▶ [WHAT TO DO]
Reproduce all the entries precisely.

- - - - - - -

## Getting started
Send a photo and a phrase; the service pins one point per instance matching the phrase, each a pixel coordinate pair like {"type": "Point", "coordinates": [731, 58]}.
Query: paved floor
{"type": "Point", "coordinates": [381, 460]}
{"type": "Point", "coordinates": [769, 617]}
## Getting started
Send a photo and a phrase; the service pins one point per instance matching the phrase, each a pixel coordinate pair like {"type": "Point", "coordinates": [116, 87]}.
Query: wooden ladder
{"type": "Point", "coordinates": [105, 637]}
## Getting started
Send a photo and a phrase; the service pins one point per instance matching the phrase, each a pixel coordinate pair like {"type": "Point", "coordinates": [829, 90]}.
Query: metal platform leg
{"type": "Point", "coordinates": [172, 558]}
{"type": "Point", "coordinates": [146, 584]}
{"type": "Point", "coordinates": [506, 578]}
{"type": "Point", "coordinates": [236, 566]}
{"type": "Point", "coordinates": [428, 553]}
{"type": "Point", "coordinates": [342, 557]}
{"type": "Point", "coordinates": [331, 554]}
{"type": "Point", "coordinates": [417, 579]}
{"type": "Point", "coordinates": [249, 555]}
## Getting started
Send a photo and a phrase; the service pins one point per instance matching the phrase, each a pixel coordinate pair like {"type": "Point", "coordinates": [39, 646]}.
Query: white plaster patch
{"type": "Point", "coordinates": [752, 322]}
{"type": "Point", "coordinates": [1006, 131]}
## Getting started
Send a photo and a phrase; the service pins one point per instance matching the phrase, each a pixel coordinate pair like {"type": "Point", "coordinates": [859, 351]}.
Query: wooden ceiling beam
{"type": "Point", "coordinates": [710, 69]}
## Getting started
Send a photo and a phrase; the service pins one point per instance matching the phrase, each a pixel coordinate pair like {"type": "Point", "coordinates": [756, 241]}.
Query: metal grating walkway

- - - - - - -

▶ [FINAL RESULT]
## Getting started
Send a photo and a phrase; the service pins one point per instance matching the phrase, each a pixel coordinate pair like {"type": "Point", "coordinates": [731, 58]}.
Query: paved floor
{"type": "Point", "coordinates": [381, 460]}
{"type": "Point", "coordinates": [769, 617]}
## Getting started
Send a photo and a phrase; the service pins one point per instance matching the phrase, each a pixel coordinate pair like {"type": "Point", "coordinates": [116, 87]}.
Query: wooden ladder
{"type": "Point", "coordinates": [105, 637]}
## Getting started
Send a photo and a phrase; the service pins one point per instance matching the phrase, each a pixel coordinate pair like {"type": "Point", "coordinates": [829, 90]}.
Query: metal platform leg
{"type": "Point", "coordinates": [172, 558]}
{"type": "Point", "coordinates": [146, 584]}
{"type": "Point", "coordinates": [506, 578]}
{"type": "Point", "coordinates": [236, 566]}
{"type": "Point", "coordinates": [428, 553]}
{"type": "Point", "coordinates": [342, 557]}
{"type": "Point", "coordinates": [331, 554]}
{"type": "Point", "coordinates": [417, 579]}
{"type": "Point", "coordinates": [249, 555]}
## Getting started
Send a photo and a phrase; the service pins one point per instance matching the phrase, each a pixel coordinate pair like {"type": "Point", "coordinates": [39, 646]}.
Query: white plaster patch
{"type": "Point", "coordinates": [752, 322]}
{"type": "Point", "coordinates": [1006, 131]}
## Getting started
Send a photo and a phrase; the service pins one point per instance matching the phrase, each a pixel coordinate pair like {"type": "Point", "coordinates": [859, 351]}.
Query: wooden ceiling beam
{"type": "Point", "coordinates": [710, 69]}
## Getting started
Send a photo and a phrase; the service pins one point per instance matching the phrase, each a pixel coordinate pair like {"type": "Point", "coordinates": [756, 241]}.
Query: metal grating walkway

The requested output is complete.